- Excerpts of pointing data -
## BEGIN
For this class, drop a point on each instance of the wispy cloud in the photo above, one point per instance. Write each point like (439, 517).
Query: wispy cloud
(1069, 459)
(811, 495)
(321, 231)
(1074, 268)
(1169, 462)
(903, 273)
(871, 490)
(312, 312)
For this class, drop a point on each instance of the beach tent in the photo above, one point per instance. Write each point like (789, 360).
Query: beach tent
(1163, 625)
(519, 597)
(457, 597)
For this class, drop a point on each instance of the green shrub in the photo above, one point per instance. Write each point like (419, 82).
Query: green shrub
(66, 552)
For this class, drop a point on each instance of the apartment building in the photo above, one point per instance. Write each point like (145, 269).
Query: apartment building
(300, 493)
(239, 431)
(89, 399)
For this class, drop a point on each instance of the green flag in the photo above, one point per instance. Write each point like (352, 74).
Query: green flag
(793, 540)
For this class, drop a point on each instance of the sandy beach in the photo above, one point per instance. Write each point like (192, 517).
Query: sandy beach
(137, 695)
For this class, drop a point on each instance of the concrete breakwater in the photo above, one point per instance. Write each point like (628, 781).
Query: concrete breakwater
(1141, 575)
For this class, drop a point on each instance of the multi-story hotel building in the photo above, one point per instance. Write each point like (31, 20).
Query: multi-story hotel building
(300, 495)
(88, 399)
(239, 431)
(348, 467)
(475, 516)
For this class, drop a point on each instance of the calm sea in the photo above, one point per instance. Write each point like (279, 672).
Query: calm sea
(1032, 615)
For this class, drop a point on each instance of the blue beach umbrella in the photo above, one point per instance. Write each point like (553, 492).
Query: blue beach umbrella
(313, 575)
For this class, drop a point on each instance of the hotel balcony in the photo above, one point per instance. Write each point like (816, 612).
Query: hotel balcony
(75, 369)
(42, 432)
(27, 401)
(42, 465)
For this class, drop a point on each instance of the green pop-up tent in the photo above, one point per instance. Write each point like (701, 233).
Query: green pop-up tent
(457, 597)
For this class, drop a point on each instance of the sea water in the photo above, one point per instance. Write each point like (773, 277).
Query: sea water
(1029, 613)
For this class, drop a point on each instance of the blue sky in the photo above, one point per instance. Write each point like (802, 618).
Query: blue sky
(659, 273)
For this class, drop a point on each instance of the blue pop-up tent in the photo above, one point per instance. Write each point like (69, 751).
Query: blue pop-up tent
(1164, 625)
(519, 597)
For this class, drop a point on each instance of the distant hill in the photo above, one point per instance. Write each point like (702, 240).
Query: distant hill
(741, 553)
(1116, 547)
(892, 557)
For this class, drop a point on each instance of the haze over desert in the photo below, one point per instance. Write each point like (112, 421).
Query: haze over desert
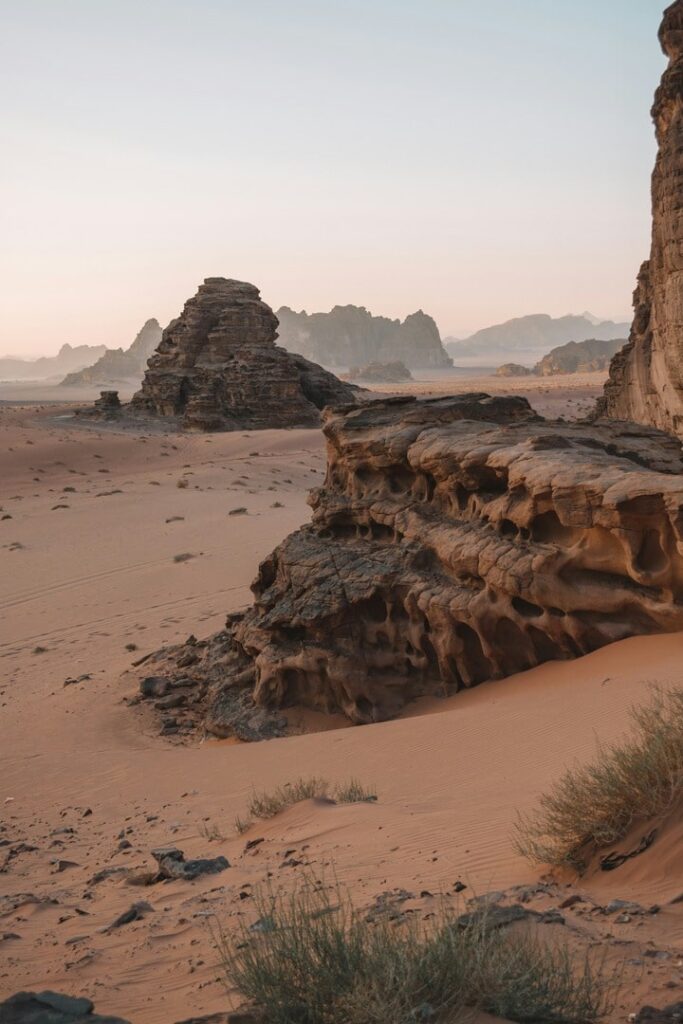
(342, 653)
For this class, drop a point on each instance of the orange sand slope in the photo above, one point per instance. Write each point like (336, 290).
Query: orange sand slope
(84, 581)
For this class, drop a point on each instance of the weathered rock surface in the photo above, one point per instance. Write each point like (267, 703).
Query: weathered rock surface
(454, 541)
(218, 368)
(381, 373)
(120, 365)
(350, 336)
(646, 378)
(51, 1008)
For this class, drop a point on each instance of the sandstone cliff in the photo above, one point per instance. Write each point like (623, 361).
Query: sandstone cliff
(350, 336)
(217, 368)
(454, 541)
(646, 378)
(120, 365)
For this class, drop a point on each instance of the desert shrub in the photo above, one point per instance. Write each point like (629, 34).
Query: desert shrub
(593, 806)
(310, 958)
(266, 805)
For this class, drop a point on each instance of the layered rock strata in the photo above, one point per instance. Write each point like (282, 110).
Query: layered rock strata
(454, 541)
(218, 368)
(646, 377)
(118, 364)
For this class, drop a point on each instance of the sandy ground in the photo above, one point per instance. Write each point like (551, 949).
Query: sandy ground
(86, 783)
(570, 395)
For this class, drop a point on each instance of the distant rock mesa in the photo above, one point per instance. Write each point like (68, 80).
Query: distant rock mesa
(217, 368)
(350, 336)
(646, 378)
(120, 365)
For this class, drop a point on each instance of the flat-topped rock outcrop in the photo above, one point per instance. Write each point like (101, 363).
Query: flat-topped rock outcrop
(454, 541)
(646, 377)
(217, 368)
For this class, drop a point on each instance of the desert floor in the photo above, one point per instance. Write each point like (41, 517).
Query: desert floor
(87, 570)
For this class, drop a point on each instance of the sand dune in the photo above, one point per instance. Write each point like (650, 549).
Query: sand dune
(79, 583)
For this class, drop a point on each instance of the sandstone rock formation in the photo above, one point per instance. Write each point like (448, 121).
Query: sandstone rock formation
(350, 336)
(646, 378)
(514, 370)
(118, 364)
(218, 368)
(381, 373)
(530, 337)
(454, 541)
(579, 356)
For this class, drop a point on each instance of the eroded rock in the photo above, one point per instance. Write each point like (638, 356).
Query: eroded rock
(454, 541)
(218, 368)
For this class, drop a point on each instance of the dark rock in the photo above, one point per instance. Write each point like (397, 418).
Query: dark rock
(455, 541)
(154, 686)
(218, 368)
(670, 1015)
(172, 864)
(645, 381)
(51, 1008)
(134, 912)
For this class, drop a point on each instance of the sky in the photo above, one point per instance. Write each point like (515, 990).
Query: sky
(478, 161)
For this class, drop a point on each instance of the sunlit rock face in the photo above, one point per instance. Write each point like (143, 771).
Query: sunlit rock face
(646, 377)
(455, 541)
(218, 368)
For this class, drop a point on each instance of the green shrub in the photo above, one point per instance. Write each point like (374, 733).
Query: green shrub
(593, 806)
(313, 960)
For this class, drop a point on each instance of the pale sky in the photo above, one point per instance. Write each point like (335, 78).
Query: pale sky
(479, 161)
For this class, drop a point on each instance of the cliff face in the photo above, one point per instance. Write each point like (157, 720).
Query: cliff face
(349, 336)
(646, 377)
(454, 541)
(118, 364)
(218, 368)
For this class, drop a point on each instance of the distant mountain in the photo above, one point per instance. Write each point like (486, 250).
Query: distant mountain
(350, 336)
(579, 356)
(531, 336)
(119, 365)
(68, 358)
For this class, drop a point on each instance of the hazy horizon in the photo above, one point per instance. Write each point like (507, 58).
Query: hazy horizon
(478, 164)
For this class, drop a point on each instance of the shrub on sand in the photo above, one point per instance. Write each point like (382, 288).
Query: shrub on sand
(593, 806)
(266, 805)
(313, 960)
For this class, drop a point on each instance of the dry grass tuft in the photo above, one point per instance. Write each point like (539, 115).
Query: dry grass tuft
(266, 805)
(593, 806)
(311, 958)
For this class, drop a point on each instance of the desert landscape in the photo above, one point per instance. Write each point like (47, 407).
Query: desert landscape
(341, 660)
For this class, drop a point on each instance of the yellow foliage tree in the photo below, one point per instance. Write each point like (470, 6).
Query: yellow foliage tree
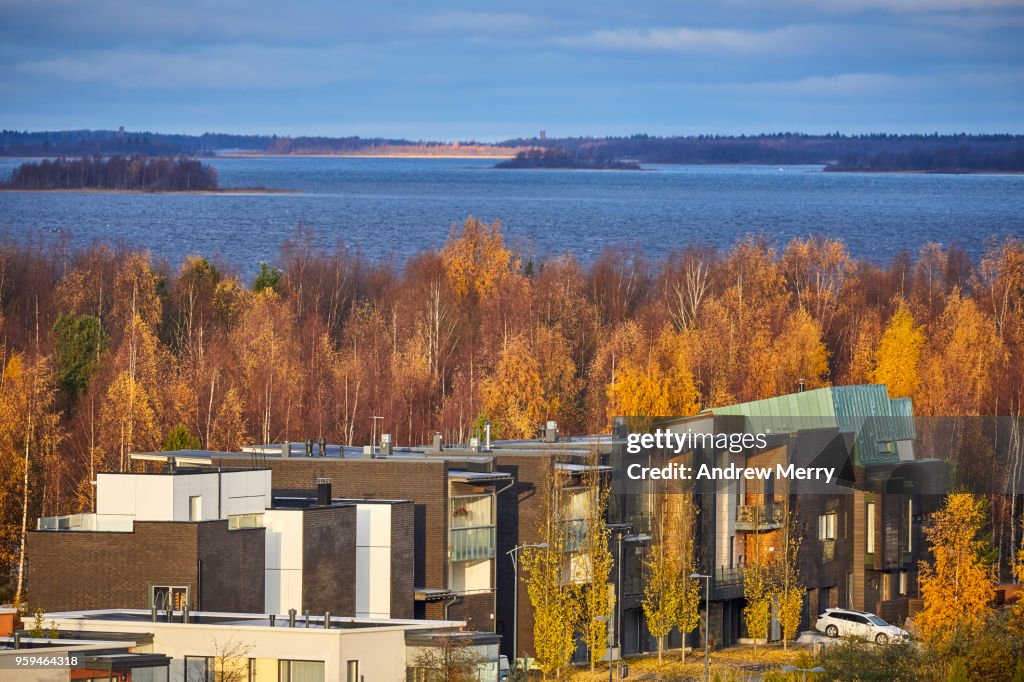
(475, 258)
(964, 354)
(800, 353)
(513, 396)
(790, 592)
(30, 430)
(898, 355)
(956, 587)
(555, 599)
(660, 384)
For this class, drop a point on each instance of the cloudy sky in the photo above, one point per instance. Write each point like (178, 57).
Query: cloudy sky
(485, 70)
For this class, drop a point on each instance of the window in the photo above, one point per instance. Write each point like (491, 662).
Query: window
(826, 526)
(199, 669)
(262, 670)
(909, 524)
(870, 527)
(169, 596)
(301, 671)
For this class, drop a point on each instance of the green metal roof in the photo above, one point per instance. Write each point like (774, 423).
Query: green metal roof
(866, 411)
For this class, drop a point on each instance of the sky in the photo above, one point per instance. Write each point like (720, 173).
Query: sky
(492, 71)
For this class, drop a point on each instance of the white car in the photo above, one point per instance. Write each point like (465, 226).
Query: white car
(847, 623)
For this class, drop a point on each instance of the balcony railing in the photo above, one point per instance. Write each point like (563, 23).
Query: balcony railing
(759, 517)
(576, 534)
(472, 544)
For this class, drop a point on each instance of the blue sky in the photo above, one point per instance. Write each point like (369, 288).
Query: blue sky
(489, 71)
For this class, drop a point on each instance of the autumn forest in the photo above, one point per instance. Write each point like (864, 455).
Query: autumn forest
(109, 350)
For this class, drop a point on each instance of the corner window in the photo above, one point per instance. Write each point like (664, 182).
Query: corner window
(870, 527)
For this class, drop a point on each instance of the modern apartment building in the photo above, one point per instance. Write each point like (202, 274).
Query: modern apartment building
(207, 538)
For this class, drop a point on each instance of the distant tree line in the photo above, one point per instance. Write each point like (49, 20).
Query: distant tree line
(860, 153)
(562, 158)
(944, 159)
(127, 173)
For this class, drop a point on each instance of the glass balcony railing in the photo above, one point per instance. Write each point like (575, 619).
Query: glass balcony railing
(471, 544)
(576, 534)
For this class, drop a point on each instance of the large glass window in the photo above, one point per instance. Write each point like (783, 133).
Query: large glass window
(301, 671)
(169, 596)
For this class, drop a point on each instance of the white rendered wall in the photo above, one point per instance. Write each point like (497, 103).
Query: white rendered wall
(165, 497)
(283, 560)
(373, 560)
(381, 651)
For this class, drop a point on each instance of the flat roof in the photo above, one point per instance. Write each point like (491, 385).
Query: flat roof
(219, 619)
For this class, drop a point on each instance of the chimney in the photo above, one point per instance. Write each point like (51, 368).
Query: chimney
(323, 492)
(551, 432)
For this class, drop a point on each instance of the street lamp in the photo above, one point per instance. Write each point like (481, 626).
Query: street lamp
(514, 554)
(804, 671)
(707, 580)
(605, 619)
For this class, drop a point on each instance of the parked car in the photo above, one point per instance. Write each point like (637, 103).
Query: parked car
(848, 623)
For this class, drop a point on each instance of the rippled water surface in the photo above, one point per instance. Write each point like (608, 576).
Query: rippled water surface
(394, 207)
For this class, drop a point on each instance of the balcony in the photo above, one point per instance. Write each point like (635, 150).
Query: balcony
(759, 517)
(471, 544)
(576, 534)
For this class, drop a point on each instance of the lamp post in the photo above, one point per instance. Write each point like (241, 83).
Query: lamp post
(514, 554)
(605, 619)
(707, 580)
(804, 671)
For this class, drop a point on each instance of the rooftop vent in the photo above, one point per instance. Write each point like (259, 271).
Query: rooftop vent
(551, 432)
(324, 492)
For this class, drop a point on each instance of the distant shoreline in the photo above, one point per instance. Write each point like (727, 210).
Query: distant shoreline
(101, 190)
(464, 157)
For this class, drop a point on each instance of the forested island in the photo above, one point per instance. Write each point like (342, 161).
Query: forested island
(115, 173)
(934, 153)
(561, 158)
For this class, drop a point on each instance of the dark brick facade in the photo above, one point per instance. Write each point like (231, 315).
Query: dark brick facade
(329, 559)
(402, 557)
(424, 481)
(223, 569)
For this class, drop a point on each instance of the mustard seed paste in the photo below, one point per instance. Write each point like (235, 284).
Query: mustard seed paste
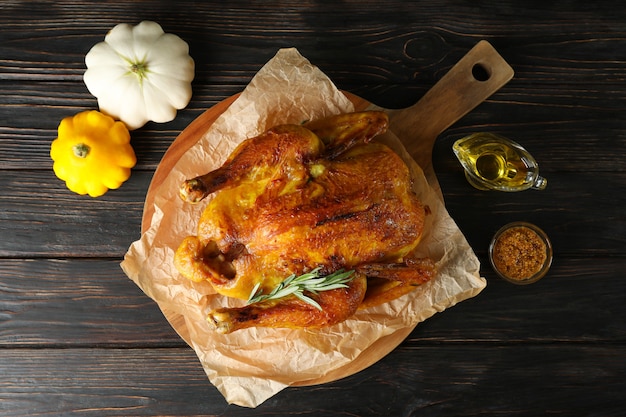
(519, 253)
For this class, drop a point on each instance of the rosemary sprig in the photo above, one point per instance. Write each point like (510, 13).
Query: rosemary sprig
## END
- DO THIS -
Print each line from the one containing "like (259, 271)." through the last line of the listing, both included, exactly and with no pictures.

- WRITTEN ANSWER -
For this class, drop a point on each instance of the rooftop vent in the photo above, one point per instance. Write each point like (259, 271).
Query: rooftop vent
(551, 432)
(324, 492)
For this class, drop a point on each instance of the distant shoreline in the photo above, one point per instance. Write each point like (727, 210).
Query: distant shoreline
(101, 190)
(464, 157)
For this class, drop a point on each instance of the forested island in the photo above, one point per instance. Write each point like (342, 161).
Query: forested island
(115, 173)
(934, 153)
(561, 158)
For this class, drop a point on each instance of the dark brick facade in the photo above, one point per instance. Write each point like (231, 315).
Query: dark brick facade
(329, 559)
(402, 557)
(424, 481)
(223, 569)
For this class, drop a point on each instance of the mustard seed paste in the photo below, one point per instance. Write each point like (235, 284).
Query: mustard seed paste
(519, 253)
For this class, drop a point on each instance of the rosemary sprig in the photo above, one point per instance. Write each point like (510, 13).
Query: rosemary sprig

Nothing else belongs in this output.